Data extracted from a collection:

#####

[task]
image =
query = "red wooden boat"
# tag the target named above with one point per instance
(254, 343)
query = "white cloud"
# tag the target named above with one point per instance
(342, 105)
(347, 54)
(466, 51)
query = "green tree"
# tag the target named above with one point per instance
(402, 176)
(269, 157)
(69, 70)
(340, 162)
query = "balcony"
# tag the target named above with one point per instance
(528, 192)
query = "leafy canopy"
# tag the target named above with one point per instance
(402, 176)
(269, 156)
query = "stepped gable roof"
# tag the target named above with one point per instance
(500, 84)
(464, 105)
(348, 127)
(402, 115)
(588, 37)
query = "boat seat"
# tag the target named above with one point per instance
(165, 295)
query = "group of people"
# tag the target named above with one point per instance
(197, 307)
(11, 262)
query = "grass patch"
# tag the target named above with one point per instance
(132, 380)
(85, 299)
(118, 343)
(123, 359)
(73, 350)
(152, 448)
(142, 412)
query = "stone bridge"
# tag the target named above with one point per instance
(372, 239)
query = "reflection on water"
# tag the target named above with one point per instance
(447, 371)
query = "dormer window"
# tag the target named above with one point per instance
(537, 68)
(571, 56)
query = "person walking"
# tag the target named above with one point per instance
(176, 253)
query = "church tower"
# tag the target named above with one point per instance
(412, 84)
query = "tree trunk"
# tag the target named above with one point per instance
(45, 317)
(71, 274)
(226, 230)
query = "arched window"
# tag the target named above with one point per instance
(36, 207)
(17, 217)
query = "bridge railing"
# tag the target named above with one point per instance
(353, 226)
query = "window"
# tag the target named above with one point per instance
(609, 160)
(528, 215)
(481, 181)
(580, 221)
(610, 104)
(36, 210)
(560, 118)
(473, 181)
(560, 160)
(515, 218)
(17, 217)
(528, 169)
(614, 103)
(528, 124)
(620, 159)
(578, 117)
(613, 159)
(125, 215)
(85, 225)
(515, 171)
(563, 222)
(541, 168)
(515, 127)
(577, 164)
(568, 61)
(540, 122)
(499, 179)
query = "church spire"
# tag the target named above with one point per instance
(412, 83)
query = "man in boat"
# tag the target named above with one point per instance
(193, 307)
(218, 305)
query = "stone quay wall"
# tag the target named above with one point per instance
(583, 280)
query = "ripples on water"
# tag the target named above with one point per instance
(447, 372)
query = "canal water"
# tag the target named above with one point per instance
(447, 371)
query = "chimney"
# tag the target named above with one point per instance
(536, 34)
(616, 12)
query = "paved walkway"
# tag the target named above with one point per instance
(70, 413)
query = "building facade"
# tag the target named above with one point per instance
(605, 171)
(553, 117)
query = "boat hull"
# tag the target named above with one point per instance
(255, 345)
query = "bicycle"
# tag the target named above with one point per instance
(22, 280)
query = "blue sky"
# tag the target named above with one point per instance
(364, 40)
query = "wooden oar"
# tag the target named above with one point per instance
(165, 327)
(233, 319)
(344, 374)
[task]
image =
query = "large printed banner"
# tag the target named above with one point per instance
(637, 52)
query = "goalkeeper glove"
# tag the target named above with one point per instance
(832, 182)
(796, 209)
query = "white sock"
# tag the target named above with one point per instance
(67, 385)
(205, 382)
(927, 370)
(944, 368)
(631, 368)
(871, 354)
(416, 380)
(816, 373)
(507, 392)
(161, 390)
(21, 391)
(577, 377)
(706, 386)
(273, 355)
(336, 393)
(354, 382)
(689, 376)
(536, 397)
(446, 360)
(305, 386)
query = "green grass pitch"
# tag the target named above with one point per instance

#####

Every record above must be printed again exactly as it stands.

[task]
image =
query = "red wooden boat"
# tag the target named above with one point per instance
(254, 343)
query = "white cloud"
# tag the target named above with one point per instance
(342, 105)
(347, 54)
(466, 51)
query = "green tree"
# tag the target named above with one point per instance
(402, 176)
(269, 157)
(69, 70)
(340, 162)
query = "balcony"
# tag the target named above with one point per instance
(528, 192)
query = "leafy canopy"
# tag the target named above with one point per instance
(402, 176)
(269, 156)
query = "stepped gable roof"
# tag the target named above with one point per instance
(500, 84)
(464, 105)
(348, 127)
(402, 115)
(588, 37)
query = "boat seat"
# tag the target named above with one point per instance
(165, 295)
query = "group of people"
# tag the target named above with one point per instance
(197, 307)
(11, 262)
query = "grass patch"
# tag the target named above with one point per instance
(132, 380)
(85, 299)
(118, 343)
(123, 359)
(73, 350)
(152, 448)
(142, 412)
query = "stone bridge"
# tag the target named above with one point per instance
(372, 239)
query = "reflection on water"
# tag the target named above with one point per instance
(447, 371)
query = "dormer window"
# tag the target named above with one point per instance
(537, 68)
(571, 56)
query = "person walking"
# tag the target named above with one point per instance
(176, 253)
query = "church tower"
# tag the target named above with one point per instance
(412, 84)
query = "tree trunk"
# tag the target named above with one point per instance
(45, 317)
(71, 274)
(226, 230)
query = "arched window"
# tag the target named above with one point per instance
(36, 207)
(17, 217)
query = "bridge railing"
# tag the target named above with one point per instance
(353, 226)
query = "window"
# tag the target named above with one point per instance
(609, 160)
(528, 215)
(481, 181)
(580, 221)
(610, 104)
(36, 210)
(560, 118)
(473, 181)
(560, 160)
(515, 218)
(17, 217)
(528, 169)
(614, 103)
(528, 124)
(620, 159)
(578, 117)
(613, 159)
(125, 215)
(85, 225)
(515, 171)
(563, 222)
(541, 168)
(515, 127)
(577, 164)
(568, 61)
(540, 122)
(499, 179)
query = "church spire"
# tag the target named above with one point per instance
(412, 83)
query = "man in boat"
# tag the target named above with one point per instance
(193, 307)
(218, 305)
query = "stone quay wall"
# tag the target named above with one point per instance
(583, 280)
query = "ripples on water"
# tag the target named above with one point per instance
(447, 372)
query = "canal water"
# tag the target named above with one point per instance
(447, 371)
query = "chimney"
# tag the target named above with one point per instance
(536, 34)
(616, 12)
query = "paved walkway"
# tag the target named above with one point per instance
(70, 413)
query = "building facade"
# tag the target named above with one point per instance
(605, 171)
(553, 117)
query = "boat hull"
# tag the target named above with one point per instance
(255, 345)
query = "bicycle"
# tag the target named above with one point per instance
(22, 280)
query = "blue sky"
# tag the target named above with one point per instance
(364, 40)
query = "wooden oar"
# tag the target named above with one point per instance
(165, 327)
(233, 319)
(344, 374)
[task]
image =
query = "large printed banner"
# tag the target named above with one point per instance
(637, 52)
query = "goalkeeper glove"
# tag the target named above with one point per instance
(832, 182)
(796, 209)
query = "white sock"
# tag the target named above with one point per instance
(67, 385)
(205, 382)
(927, 370)
(944, 368)
(631, 368)
(871, 354)
(416, 380)
(816, 373)
(507, 392)
(161, 390)
(21, 391)
(577, 377)
(706, 386)
(273, 355)
(336, 393)
(354, 382)
(689, 376)
(536, 397)
(446, 360)
(305, 386)
query = "green grass pitch"
# tag the target named above with one point per instance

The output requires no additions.